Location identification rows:
################

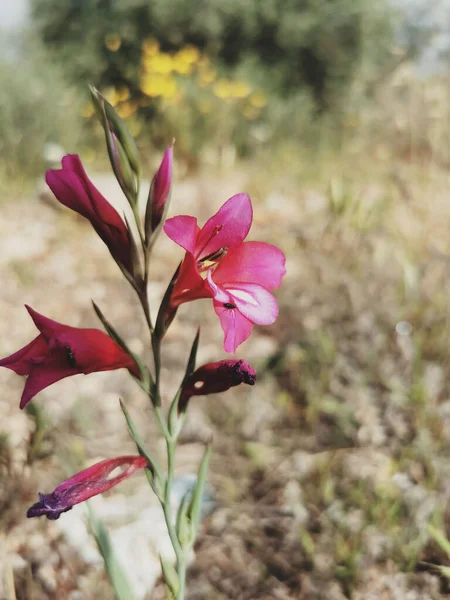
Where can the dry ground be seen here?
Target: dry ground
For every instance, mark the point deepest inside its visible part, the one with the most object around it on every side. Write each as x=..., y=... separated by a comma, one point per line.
x=329, y=472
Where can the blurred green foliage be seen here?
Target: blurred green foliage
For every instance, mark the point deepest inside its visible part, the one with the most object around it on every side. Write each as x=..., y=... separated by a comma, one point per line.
x=320, y=44
x=36, y=109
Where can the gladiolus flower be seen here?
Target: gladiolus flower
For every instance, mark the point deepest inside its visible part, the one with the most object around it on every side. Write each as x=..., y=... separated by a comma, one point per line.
x=60, y=351
x=214, y=378
x=238, y=275
x=159, y=193
x=73, y=188
x=86, y=484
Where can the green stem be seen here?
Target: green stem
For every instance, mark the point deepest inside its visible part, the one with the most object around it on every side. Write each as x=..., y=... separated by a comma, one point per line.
x=171, y=442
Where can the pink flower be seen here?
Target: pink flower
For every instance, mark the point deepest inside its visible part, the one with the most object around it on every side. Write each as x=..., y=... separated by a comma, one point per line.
x=60, y=351
x=85, y=484
x=159, y=193
x=73, y=188
x=238, y=275
x=214, y=378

################

Challenge: Reproduce the rows word for word, starting with the line that contains "Where can the blurred" and ending with the final line of the rows.

Expected answer:
Where can the blurred green foliage be seen here?
Target: blurred green foliage
For every instance, mark the point deepest inside its visible part, the one with the most object around it on every side. Write each as x=..., y=... separated by a comma, one point per line.
x=320, y=44
x=36, y=109
Where can the gladiolus flower be seen here?
Target: gladiolus flower
For every instance, mark the point deepest inside its visible part, the one with the most object around it on every side. Write each as x=..., y=... separated by a comma, one point per line.
x=60, y=351
x=214, y=378
x=238, y=275
x=159, y=193
x=73, y=188
x=86, y=484
Where can the green stem be seen here?
Target: green stem
For every instance, mark the point deepest inside its visible part, the one with the most object around it on every side. Write each as x=..., y=... separated by a comma, one point per line.
x=171, y=442
Where can the pink flower be seen here?
Target: pink flower
For every instance, mark the point deepest inside its visible part, the one with the most object around it on every side. Write each as x=..., y=... separated by a comma, one point per line.
x=60, y=351
x=85, y=484
x=159, y=193
x=73, y=188
x=238, y=275
x=214, y=378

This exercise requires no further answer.